## Passage for review:
┌──

Pro bono client Hector Ocegueda has officially become a citizen of the United States – the country for which he put his life on the line as a US Marine – marking a triumphant end to his battle to rejoin his family in America as a naturalized American. Hector was sworn in on July 9 by Milbank alumnus Hon. Mark Scarsi at the US District Court for the Central District of California.
A Milbank team, working with not-for-profit law firm Public Counsel, filed a complaint in federal court on behalf of the deported Marine Corps veteran who had been blocked from completing his naturalization application process for over two years by the federal government and was living in Mexico.
Hector, now 53 years old, came to the United States with his family as a child of about nine years of age and settled in California. After graduating from high school with honors he joined the Marine Corps. He served in the Marines from 1987 until 1991 and in the Marine Corps Reserves from 1991 through 1995, when he was honorably discharged. While serving, he married a US citizen and they had two daughters.
Having served as an active-duty Marine during a designated period of hostilities, Hector is eligible for citizenship and entitled to be naturalized under the Immigration and Nationality Act. However, US Citizenship and Immigration Services (USCIS) and US Immigration and Customs Enforcement (ICE) were unwilling to let him enter the United States for his citizenship interview, the crucial next step in the naturalization process. Specifically, USCIS scheduled two citizenship interviews for Hector in Los Angeles but ICE refused to allow him to enter the country to attend the interviews, leaving him in an unjust “Catch-22” situation.
Despite Hector’s multiple attempts to secure an interview at a port of entry where he would be able to attend (as has been done in other cases, including during the COVID-19 pandemic), USCIS refused to schedule such an interview, instead delaying the processing of his naturalization application indefinitely and thereby violating its legal obligation to adjudicate Hector’s naturalization application within a reasonable timeframe and depriving him of the privileges and benefits that come with US citizenship.
The Milbank pro bono team was led by senior consulting partner Linda Dakin-Grimm, partner Mark Shinderman and associates James Behrens and Jeffrey Greenberg.

└──

## What you need to do:
Write out the part of the story about the Marine veteran's citizenship case that begins at the words "Despite Hector’s multiple" and stops after "with US citizenship.". The items come from a separate source, not from the news story above.

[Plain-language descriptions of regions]
┌──

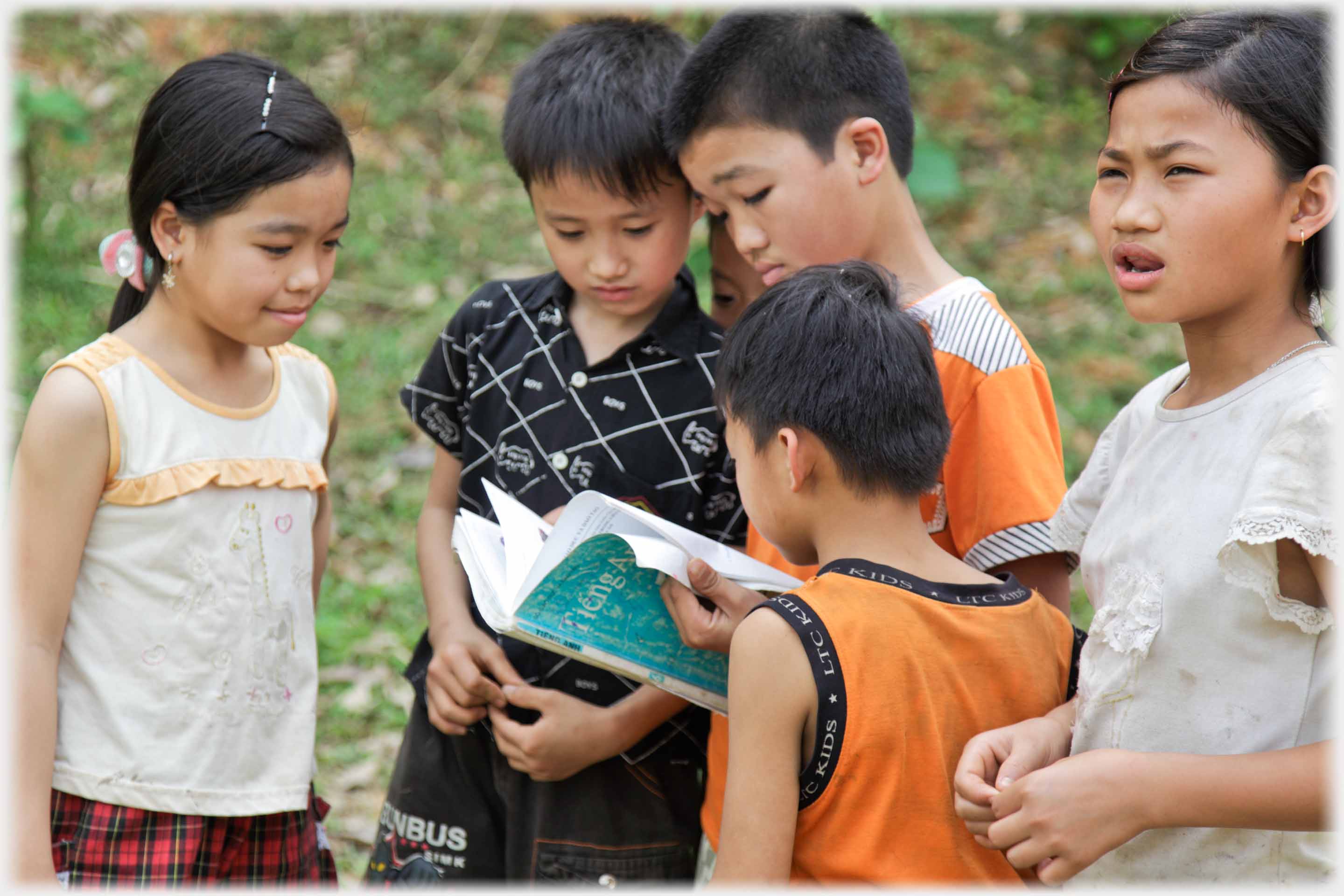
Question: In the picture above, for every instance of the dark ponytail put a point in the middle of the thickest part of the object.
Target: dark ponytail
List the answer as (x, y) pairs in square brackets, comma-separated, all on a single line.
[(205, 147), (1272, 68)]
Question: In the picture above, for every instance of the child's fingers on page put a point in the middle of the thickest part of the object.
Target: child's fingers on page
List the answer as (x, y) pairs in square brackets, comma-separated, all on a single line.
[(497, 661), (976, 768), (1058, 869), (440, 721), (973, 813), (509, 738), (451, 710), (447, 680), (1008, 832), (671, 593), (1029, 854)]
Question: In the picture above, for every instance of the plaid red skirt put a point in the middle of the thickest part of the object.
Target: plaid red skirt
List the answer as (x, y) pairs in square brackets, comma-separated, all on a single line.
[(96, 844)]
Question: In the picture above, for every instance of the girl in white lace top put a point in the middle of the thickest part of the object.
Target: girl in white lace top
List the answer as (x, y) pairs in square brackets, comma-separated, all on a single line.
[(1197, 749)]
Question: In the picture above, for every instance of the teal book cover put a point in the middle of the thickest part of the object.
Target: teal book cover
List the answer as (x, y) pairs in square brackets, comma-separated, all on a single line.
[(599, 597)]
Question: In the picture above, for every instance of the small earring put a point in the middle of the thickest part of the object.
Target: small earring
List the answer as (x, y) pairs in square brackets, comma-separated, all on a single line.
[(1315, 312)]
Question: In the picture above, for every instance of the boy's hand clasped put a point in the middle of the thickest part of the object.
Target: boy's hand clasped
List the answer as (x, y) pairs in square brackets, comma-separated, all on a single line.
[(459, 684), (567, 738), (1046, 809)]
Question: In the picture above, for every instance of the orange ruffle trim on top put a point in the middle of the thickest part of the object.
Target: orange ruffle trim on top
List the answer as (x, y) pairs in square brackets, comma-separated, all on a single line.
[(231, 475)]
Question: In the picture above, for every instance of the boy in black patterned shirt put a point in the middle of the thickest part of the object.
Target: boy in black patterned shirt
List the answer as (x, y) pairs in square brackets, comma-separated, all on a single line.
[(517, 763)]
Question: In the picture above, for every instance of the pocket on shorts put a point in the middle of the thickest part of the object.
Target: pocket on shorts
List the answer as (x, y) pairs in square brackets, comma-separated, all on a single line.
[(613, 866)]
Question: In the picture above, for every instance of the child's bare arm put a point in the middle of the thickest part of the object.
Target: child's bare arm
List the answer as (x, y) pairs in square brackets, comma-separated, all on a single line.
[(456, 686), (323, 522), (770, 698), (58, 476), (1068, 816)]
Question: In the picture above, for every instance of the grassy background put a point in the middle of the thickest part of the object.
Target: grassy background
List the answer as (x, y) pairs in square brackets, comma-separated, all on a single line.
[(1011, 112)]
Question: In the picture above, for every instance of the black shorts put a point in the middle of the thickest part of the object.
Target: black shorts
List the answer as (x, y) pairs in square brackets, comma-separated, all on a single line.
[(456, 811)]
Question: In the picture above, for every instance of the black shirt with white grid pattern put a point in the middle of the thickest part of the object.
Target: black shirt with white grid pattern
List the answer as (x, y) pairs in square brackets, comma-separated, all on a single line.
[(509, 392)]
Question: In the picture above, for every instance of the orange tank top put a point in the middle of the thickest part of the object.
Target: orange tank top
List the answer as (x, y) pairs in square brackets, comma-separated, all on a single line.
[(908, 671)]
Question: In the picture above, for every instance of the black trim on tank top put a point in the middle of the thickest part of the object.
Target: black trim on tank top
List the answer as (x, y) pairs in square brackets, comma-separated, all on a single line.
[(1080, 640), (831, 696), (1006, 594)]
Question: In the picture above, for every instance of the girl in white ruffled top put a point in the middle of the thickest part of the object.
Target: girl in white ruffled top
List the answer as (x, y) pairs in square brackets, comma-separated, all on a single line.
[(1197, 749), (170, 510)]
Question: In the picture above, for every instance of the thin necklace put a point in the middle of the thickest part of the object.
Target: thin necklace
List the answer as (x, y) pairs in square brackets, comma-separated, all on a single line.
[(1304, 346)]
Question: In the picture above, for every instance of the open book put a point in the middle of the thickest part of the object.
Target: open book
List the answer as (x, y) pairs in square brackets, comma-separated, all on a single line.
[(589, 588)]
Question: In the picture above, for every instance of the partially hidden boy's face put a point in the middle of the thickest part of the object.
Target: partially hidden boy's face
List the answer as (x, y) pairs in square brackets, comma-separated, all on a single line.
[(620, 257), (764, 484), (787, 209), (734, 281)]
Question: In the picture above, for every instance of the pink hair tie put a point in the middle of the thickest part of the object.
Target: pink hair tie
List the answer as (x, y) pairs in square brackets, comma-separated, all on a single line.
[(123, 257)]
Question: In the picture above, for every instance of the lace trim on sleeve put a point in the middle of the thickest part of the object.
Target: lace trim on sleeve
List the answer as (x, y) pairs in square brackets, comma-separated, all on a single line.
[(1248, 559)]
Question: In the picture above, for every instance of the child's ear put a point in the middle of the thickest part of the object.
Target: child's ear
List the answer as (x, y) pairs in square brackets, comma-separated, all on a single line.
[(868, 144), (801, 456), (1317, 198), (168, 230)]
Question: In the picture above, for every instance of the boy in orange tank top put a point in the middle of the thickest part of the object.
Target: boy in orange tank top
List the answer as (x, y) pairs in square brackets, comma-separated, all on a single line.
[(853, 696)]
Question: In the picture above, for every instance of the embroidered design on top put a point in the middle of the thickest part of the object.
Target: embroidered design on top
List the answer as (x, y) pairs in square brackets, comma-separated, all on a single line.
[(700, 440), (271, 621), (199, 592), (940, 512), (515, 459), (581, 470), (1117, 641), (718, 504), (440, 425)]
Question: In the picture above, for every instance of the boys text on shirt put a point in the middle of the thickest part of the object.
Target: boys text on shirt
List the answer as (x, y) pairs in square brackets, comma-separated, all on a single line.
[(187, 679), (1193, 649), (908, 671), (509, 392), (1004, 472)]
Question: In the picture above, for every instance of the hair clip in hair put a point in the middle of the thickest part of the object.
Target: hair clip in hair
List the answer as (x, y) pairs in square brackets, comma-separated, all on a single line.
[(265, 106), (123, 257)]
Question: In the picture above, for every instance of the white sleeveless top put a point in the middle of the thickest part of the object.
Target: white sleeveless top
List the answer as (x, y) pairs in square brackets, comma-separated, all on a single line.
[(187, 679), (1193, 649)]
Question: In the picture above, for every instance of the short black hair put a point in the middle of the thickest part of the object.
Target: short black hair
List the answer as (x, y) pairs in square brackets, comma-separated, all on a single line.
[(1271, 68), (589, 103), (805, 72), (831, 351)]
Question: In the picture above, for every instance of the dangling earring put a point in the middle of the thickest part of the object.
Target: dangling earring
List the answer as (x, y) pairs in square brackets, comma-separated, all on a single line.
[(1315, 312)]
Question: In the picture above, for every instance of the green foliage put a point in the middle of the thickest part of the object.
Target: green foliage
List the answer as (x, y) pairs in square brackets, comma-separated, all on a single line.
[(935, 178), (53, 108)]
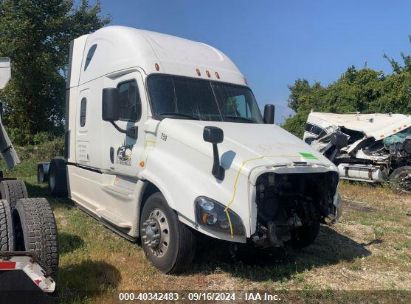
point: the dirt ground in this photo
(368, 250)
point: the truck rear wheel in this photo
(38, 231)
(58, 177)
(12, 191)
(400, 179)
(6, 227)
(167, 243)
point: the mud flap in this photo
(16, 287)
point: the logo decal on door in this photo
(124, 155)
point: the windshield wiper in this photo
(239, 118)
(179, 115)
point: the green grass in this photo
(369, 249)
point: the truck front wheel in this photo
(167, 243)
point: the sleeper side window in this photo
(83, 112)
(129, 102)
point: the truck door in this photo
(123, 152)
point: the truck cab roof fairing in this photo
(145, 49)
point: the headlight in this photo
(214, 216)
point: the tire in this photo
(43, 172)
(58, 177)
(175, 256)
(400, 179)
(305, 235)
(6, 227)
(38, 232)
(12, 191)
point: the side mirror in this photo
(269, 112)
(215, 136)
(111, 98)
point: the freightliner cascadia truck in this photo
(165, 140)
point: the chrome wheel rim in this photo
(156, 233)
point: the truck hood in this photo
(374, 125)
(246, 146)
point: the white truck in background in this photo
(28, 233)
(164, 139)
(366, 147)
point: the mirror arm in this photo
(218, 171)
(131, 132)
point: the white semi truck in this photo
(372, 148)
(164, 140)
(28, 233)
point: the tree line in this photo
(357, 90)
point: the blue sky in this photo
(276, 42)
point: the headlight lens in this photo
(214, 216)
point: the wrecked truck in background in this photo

└──

## Task response:
Despite Hector’s multiple attempts to secure an interview at a port of entry where he would be able to attend (as has been done in other cases, including during the COVID-19 pandemic), USCIS refused to schedule such an interview, instead delaying the processing of his naturalization application indefinitely and thereby violating its legal obligation to adjudicate Hector’s naturalization application within a reasonable timeframe and depriving him of the privileges and benefits that come with US citizenship.